Begin Exercise inputs
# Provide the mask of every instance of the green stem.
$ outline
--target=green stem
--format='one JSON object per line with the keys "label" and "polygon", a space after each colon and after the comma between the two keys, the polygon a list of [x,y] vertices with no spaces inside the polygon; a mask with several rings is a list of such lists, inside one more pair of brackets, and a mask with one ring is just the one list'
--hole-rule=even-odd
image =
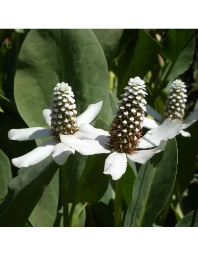
{"label": "green stem", "polygon": [[60,167],[61,182],[61,200],[63,210],[63,227],[69,227],[68,181],[65,168]]}
{"label": "green stem", "polygon": [[198,209],[198,198],[196,199],[195,207],[194,208],[193,215],[192,218],[191,224],[190,225],[191,227],[194,227],[194,222],[195,221],[196,215],[196,213],[197,212],[197,209]]}
{"label": "green stem", "polygon": [[122,227],[122,183],[121,179],[115,181],[115,226]]}
{"label": "green stem", "polygon": [[72,207],[71,208],[70,211],[70,215],[69,215],[69,226],[71,226],[71,224],[72,223],[72,217],[74,212],[75,208],[76,207],[76,206],[77,204],[76,202],[73,202],[72,205]]}

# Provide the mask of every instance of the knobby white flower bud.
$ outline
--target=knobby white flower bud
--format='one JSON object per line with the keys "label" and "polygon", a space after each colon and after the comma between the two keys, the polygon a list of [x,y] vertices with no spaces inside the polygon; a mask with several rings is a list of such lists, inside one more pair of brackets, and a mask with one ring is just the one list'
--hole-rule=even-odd
{"label": "knobby white flower bud", "polygon": [[58,83],[54,88],[51,104],[51,131],[59,137],[61,134],[73,135],[77,130],[77,111],[74,96],[68,84]]}
{"label": "knobby white flower bud", "polygon": [[146,94],[144,81],[137,76],[130,79],[128,85],[121,95],[119,108],[109,129],[109,146],[118,152],[131,154],[138,145],[143,127],[144,99]]}
{"label": "knobby white flower bud", "polygon": [[164,118],[171,118],[183,121],[187,101],[186,85],[180,80],[176,79],[171,84],[165,103]]}

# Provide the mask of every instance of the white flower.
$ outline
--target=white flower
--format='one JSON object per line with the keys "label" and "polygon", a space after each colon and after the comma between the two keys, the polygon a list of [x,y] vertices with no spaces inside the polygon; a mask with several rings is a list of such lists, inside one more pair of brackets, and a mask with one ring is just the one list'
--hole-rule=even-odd
{"label": "white flower", "polygon": [[[107,144],[108,145],[109,151],[107,151],[106,153],[114,152],[105,160],[104,173],[111,175],[114,180],[119,179],[126,171],[127,159],[145,163],[154,155],[164,150],[166,141],[174,138],[181,128],[180,120],[171,121],[168,118],[161,126],[151,130],[140,138],[145,109],[143,104],[146,103],[142,99],[146,94],[142,93],[142,92],[146,92],[144,83],[139,78],[130,79],[129,86],[125,88],[125,93],[121,96],[122,99],[119,101],[119,108],[110,126],[109,135],[108,132],[102,129],[97,129],[90,124],[82,124],[75,133],[76,137],[81,139],[81,148],[79,145],[77,146],[75,143],[76,139],[74,136],[70,138],[66,136],[64,142],[62,139],[63,135],[60,136],[62,142],[81,153],[83,142],[88,139],[99,142],[107,150]],[[136,92],[139,92],[138,94]],[[141,99],[139,98],[139,99],[137,100],[137,103],[133,102],[136,96],[141,97]],[[138,150],[149,148],[154,148]],[[97,149],[96,150],[97,152]]]}
{"label": "white flower", "polygon": [[[69,156],[71,153],[74,153],[75,148],[67,145],[67,143],[65,145],[61,143],[60,135],[63,138],[72,137],[75,138],[76,147],[78,148],[78,147],[82,146],[81,139],[76,137],[74,133],[77,129],[81,130],[83,123],[88,124],[94,119],[102,107],[102,101],[91,104],[85,112],[75,118],[76,112],[75,110],[74,112],[75,106],[73,104],[75,101],[72,98],[73,96],[71,88],[68,84],[58,84],[53,94],[51,110],[45,109],[43,112],[43,117],[47,124],[49,127],[51,126],[51,129],[34,127],[24,129],[12,129],[9,131],[8,137],[10,139],[19,141],[54,137],[26,155],[12,159],[13,164],[19,168],[28,167],[38,163],[51,155],[56,163],[60,165],[64,164]],[[65,106],[67,103],[69,103],[69,106],[63,108],[63,105]],[[73,106],[72,109],[69,108],[70,106]],[[63,108],[62,110],[61,108]],[[69,113],[68,113],[67,111]],[[70,135],[61,135],[62,133]],[[73,135],[71,135],[72,134]],[[95,153],[96,148],[97,152],[100,153],[109,152],[109,150],[100,145],[98,141],[84,140],[83,147],[82,149],[83,155],[93,155]],[[87,149],[90,147],[91,147],[92,151],[89,150],[88,153]]]}
{"label": "white flower", "polygon": [[160,125],[163,119],[168,117],[172,119],[178,118],[182,122],[181,130],[178,134],[181,134],[184,137],[190,137],[190,133],[183,130],[198,120],[198,110],[191,113],[183,121],[187,97],[185,94],[187,92],[186,87],[184,83],[180,80],[177,79],[173,83],[166,101],[164,118],[151,107],[147,105],[147,113],[157,121],[146,117],[143,121],[143,126],[151,129]]}

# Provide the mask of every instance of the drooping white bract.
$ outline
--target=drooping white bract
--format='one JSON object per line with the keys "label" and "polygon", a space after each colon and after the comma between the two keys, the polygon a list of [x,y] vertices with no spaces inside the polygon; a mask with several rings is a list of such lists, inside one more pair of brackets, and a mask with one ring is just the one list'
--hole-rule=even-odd
{"label": "drooping white bract", "polygon": [[[51,129],[42,127],[34,127],[24,129],[12,129],[8,132],[10,139],[16,140],[29,140],[42,138],[52,137],[31,152],[21,157],[12,159],[12,162],[19,168],[33,165],[52,155],[54,160],[60,165],[64,164],[71,153],[74,153],[72,147],[61,143],[60,136],[73,137],[75,143],[81,146],[81,140],[75,137],[76,131],[81,128],[83,123],[90,123],[99,112],[102,101],[91,104],[84,113],[76,116],[77,111],[74,104],[74,96],[71,87],[68,84],[57,84],[54,88],[51,108],[45,109],[43,117],[47,124]],[[64,135],[61,135],[64,134]],[[84,141],[83,155],[87,155],[86,149],[92,147],[93,150],[88,155],[93,155],[96,151],[99,153],[109,152],[98,141]],[[83,151],[83,149],[84,150]]]}
{"label": "drooping white bract", "polygon": [[190,127],[198,120],[198,110],[191,113],[183,121],[186,103],[187,101],[186,87],[186,85],[180,80],[176,79],[171,84],[166,101],[163,117],[151,107],[147,105],[147,113],[157,121],[146,117],[143,121],[143,126],[149,129],[155,128],[161,125],[164,119],[177,118],[182,122],[181,130],[179,134],[184,137],[190,137],[190,133],[183,130]]}
{"label": "drooping white bract", "polygon": [[[127,159],[145,163],[154,155],[164,150],[166,141],[174,138],[181,130],[181,122],[168,118],[161,126],[140,138],[144,111],[146,110],[144,105],[147,103],[144,99],[147,94],[144,84],[144,82],[139,77],[130,79],[121,96],[118,109],[110,127],[109,134],[90,124],[82,124],[75,133],[76,137],[81,139],[81,148],[75,143],[74,136],[61,135],[61,142],[81,153],[84,140],[98,141],[105,149],[108,145],[109,149],[113,152],[105,160],[104,173],[111,175],[114,180],[119,179],[125,172]],[[149,148],[154,148],[138,150]]]}

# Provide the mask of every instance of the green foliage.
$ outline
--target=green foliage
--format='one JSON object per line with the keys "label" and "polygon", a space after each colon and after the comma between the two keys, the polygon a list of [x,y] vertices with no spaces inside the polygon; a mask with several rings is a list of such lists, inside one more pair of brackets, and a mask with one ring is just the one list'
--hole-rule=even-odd
{"label": "green foliage", "polygon": [[[170,84],[180,78],[188,85],[187,117],[197,102],[197,29],[191,28],[1,29],[0,227],[63,226],[62,180],[51,156],[20,170],[11,163],[46,139],[8,138],[11,129],[47,127],[42,112],[57,83],[72,86],[77,116],[102,100],[91,124],[109,131],[130,78],[145,81],[146,100],[161,114]],[[182,200],[198,183],[197,131],[196,123],[187,129],[190,137],[168,140],[144,164],[128,161],[121,181],[124,226],[190,226],[193,211]],[[64,165],[71,226],[115,225],[115,182],[103,173],[108,156],[76,151]]]}
{"label": "green foliage", "polygon": [[126,214],[125,227],[150,227],[163,210],[174,184],[177,149],[175,139],[165,150],[142,164],[134,183],[133,200]]}

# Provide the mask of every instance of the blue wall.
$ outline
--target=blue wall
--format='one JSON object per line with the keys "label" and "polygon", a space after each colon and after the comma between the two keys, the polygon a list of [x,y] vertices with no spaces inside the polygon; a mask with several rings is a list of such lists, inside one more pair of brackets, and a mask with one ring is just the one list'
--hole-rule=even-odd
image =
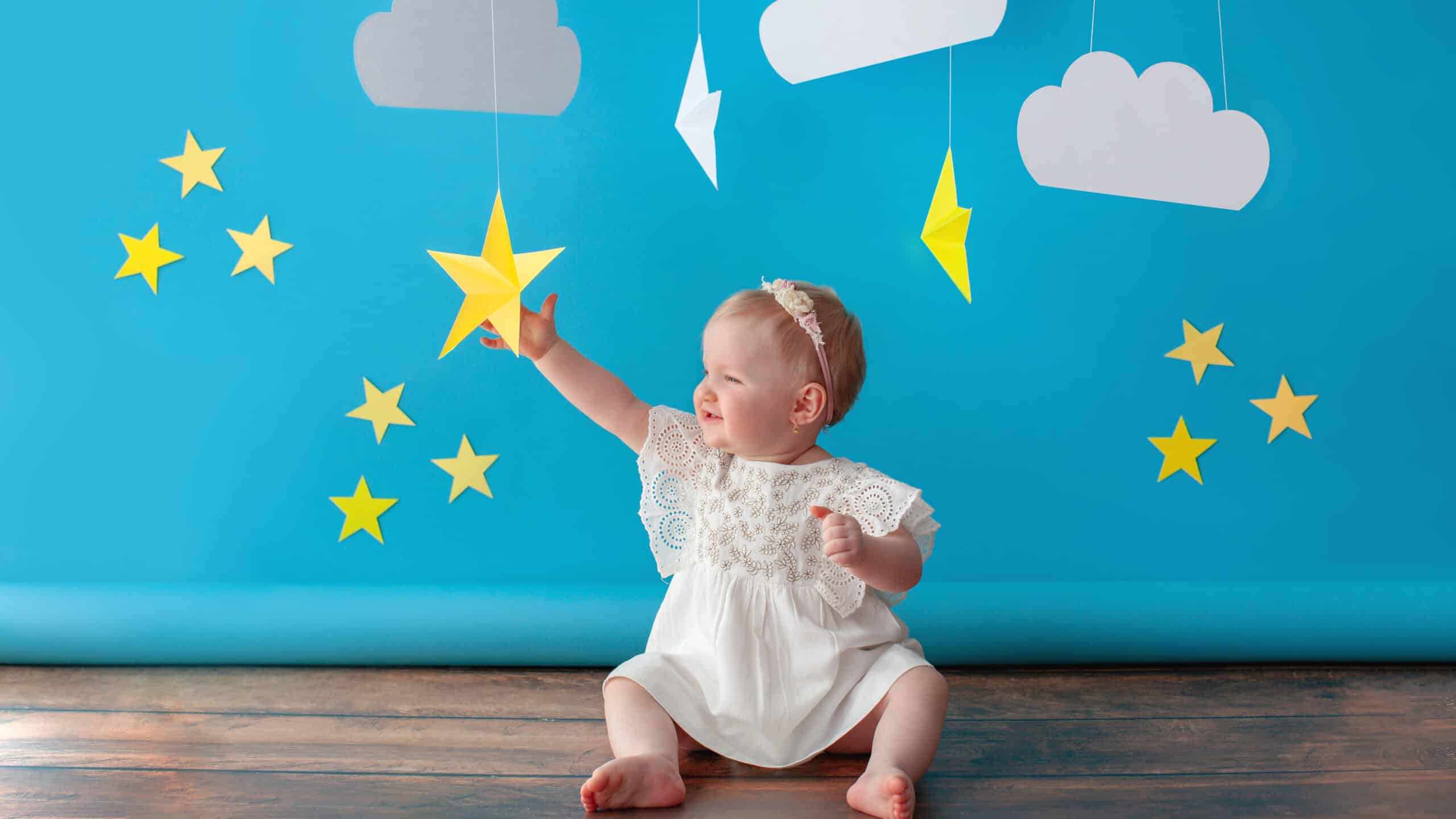
{"label": "blue wall", "polygon": [[[1013,0],[955,50],[954,150],[974,303],[920,243],[945,154],[945,52],[801,86],[763,3],[705,3],[721,191],[673,130],[692,3],[561,0],[582,74],[561,117],[501,117],[526,290],[645,401],[690,405],[708,313],[759,277],[831,284],[869,379],[821,443],[925,490],[927,581],[1456,580],[1446,465],[1456,335],[1456,13],[1229,3],[1232,108],[1270,141],[1242,211],[1038,187],[1021,102],[1086,50],[1086,3]],[[425,249],[479,249],[488,114],[377,108],[352,36],[387,0],[25,4],[0,51],[0,580],[642,583],[633,455],[524,358],[440,344],[460,294]],[[488,45],[486,45],[488,47]],[[1220,95],[1214,4],[1104,1],[1096,47],[1191,64]],[[159,159],[226,146],[178,198]],[[1446,149],[1440,146],[1446,144]],[[230,277],[226,229],[269,216],[277,286]],[[154,222],[160,294],[112,280]],[[1181,321],[1224,324],[1195,386]],[[1313,439],[1265,443],[1251,398],[1318,393]],[[405,382],[381,446],[361,377]],[[1149,436],[1217,437],[1204,485],[1156,481]],[[499,453],[495,498],[447,504],[432,458]],[[329,495],[400,501],[338,542]],[[914,592],[910,597],[914,599]],[[906,606],[911,603],[907,602]]]}

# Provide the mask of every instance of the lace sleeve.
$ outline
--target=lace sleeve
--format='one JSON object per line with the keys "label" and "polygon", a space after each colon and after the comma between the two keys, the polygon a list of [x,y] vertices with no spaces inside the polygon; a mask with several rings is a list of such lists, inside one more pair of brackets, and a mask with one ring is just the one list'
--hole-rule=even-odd
{"label": "lace sleeve", "polygon": [[696,520],[693,477],[708,455],[697,417],[671,407],[648,411],[646,440],[638,453],[642,501],[638,516],[648,533],[657,571],[667,577],[692,558]]}
{"label": "lace sleeve", "polygon": [[[853,481],[836,495],[837,503],[826,503],[826,506],[852,516],[866,535],[882,538],[904,526],[920,546],[920,563],[925,564],[930,558],[930,551],[935,548],[935,532],[941,525],[930,517],[935,507],[920,497],[920,490],[863,466]],[[828,576],[821,577],[818,586],[840,614],[849,614],[859,608],[866,589],[888,606],[895,606],[909,596],[909,592],[885,592],[866,586],[849,570],[830,568],[831,565],[826,565]]]}

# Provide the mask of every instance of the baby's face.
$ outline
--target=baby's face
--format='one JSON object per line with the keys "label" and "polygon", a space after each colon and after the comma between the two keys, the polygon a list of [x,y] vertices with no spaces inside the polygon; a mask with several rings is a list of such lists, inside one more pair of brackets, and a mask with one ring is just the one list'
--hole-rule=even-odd
{"label": "baby's face", "polygon": [[744,458],[767,458],[802,446],[789,412],[802,385],[791,385],[769,334],[744,316],[703,329],[703,380],[693,407],[703,442]]}

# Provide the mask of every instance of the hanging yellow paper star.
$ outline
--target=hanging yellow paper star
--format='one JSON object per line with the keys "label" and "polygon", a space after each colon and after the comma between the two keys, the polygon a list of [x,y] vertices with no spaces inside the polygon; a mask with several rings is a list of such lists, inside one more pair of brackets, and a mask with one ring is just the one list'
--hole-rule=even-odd
{"label": "hanging yellow paper star", "polygon": [[485,482],[485,471],[496,458],[499,455],[476,455],[470,439],[460,436],[460,452],[454,458],[432,458],[430,462],[450,472],[450,500],[454,501],[466,488],[495,497],[491,494],[491,484]]}
{"label": "hanging yellow paper star", "polygon": [[121,270],[116,271],[115,278],[122,278],[125,275],[141,274],[141,278],[147,280],[151,286],[151,291],[157,291],[157,268],[166,264],[172,264],[182,258],[182,254],[173,254],[172,251],[162,246],[162,233],[157,230],[157,223],[151,224],[151,230],[141,239],[135,236],[127,236],[125,233],[116,233],[121,236],[121,245],[127,248],[127,261],[121,262]]}
{"label": "hanging yellow paper star", "polygon": [[1182,469],[1192,475],[1194,481],[1203,482],[1203,475],[1198,474],[1198,456],[1208,450],[1219,439],[1192,439],[1188,437],[1188,426],[1184,424],[1182,415],[1178,417],[1178,427],[1174,428],[1174,436],[1166,439],[1147,439],[1153,442],[1153,446],[1163,453],[1163,468],[1158,472],[1158,481],[1162,482],[1163,478],[1172,475],[1174,472]]}
{"label": "hanging yellow paper star", "polygon": [[1264,443],[1274,443],[1284,430],[1294,430],[1296,433],[1312,439],[1309,434],[1309,426],[1305,424],[1305,410],[1319,398],[1318,395],[1294,395],[1294,391],[1289,386],[1289,379],[1283,375],[1278,377],[1278,392],[1274,398],[1251,398],[1249,404],[1264,410],[1270,414],[1270,440]]}
{"label": "hanging yellow paper star", "polygon": [[237,275],[250,267],[256,267],[259,273],[268,277],[271,284],[275,284],[272,278],[272,261],[278,254],[287,251],[293,245],[272,238],[272,230],[268,227],[268,214],[264,214],[264,220],[258,223],[258,229],[252,233],[243,233],[242,230],[233,230],[229,227],[227,235],[232,236],[233,240],[237,242],[237,246],[243,251],[243,255],[233,267],[233,275]]}
{"label": "hanging yellow paper star", "polygon": [[405,385],[397,385],[387,392],[380,392],[377,386],[364,379],[364,404],[349,410],[349,418],[364,418],[374,421],[374,443],[384,442],[384,431],[390,424],[414,427],[415,423],[399,408],[399,396],[405,392]]}
{"label": "hanging yellow paper star", "polygon": [[368,494],[368,484],[364,482],[364,475],[360,475],[360,485],[354,487],[354,497],[331,497],[329,500],[344,512],[344,530],[339,532],[339,541],[364,529],[383,544],[384,535],[379,530],[379,516],[384,514],[384,510],[395,506],[399,498]]}
{"label": "hanging yellow paper star", "polygon": [[456,313],[440,357],[444,358],[446,353],[454,350],[485,319],[491,319],[505,345],[520,356],[521,290],[562,251],[565,248],[513,254],[511,235],[505,227],[505,208],[501,207],[501,191],[496,188],[491,223],[485,229],[485,248],[479,256],[427,251],[464,291],[460,312]]}
{"label": "hanging yellow paper star", "polygon": [[1163,357],[1192,363],[1192,383],[1200,383],[1203,372],[1208,369],[1208,364],[1219,364],[1220,367],[1233,366],[1233,361],[1219,350],[1219,335],[1222,334],[1222,324],[1208,332],[1198,332],[1198,328],[1188,324],[1188,319],[1184,319],[1184,342],[1163,353]]}
{"label": "hanging yellow paper star", "polygon": [[213,173],[213,163],[217,162],[218,156],[223,156],[226,147],[210,147],[202,150],[198,147],[197,140],[192,138],[192,131],[186,133],[186,144],[182,147],[182,156],[169,156],[162,160],[163,165],[172,168],[173,171],[182,172],[182,197],[185,198],[192,185],[198,182],[207,185],[208,188],[223,189],[223,185],[217,181],[217,175]]}
{"label": "hanging yellow paper star", "polygon": [[955,204],[955,166],[951,163],[951,149],[946,149],[941,181],[935,184],[920,240],[930,248],[967,302],[971,300],[971,274],[965,262],[965,230],[970,224],[971,208]]}

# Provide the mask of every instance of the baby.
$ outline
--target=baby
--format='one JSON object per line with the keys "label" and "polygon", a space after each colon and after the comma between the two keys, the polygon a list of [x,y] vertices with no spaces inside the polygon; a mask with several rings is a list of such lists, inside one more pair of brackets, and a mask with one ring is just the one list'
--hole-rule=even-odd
End Exercise inputs
Task requirements>
Extract, verbatim, the lines from the one containing "# Provide the mask of every instance of the baby." through the last line of the listing above.

Solution>
# Provide the mask of every instance of the baby.
$ outline
--target=baby
--format='one JSON object per line with the keys "label" and "polygon", a space after each colon and after the comma between the two keys, the polygon a list of [x,y] vertices with no spaces inside the polygon; a mask with several rings is a list of such lists, inside one more pair of brackets, and a mask with one ring is just the one list'
--hole-rule=even-odd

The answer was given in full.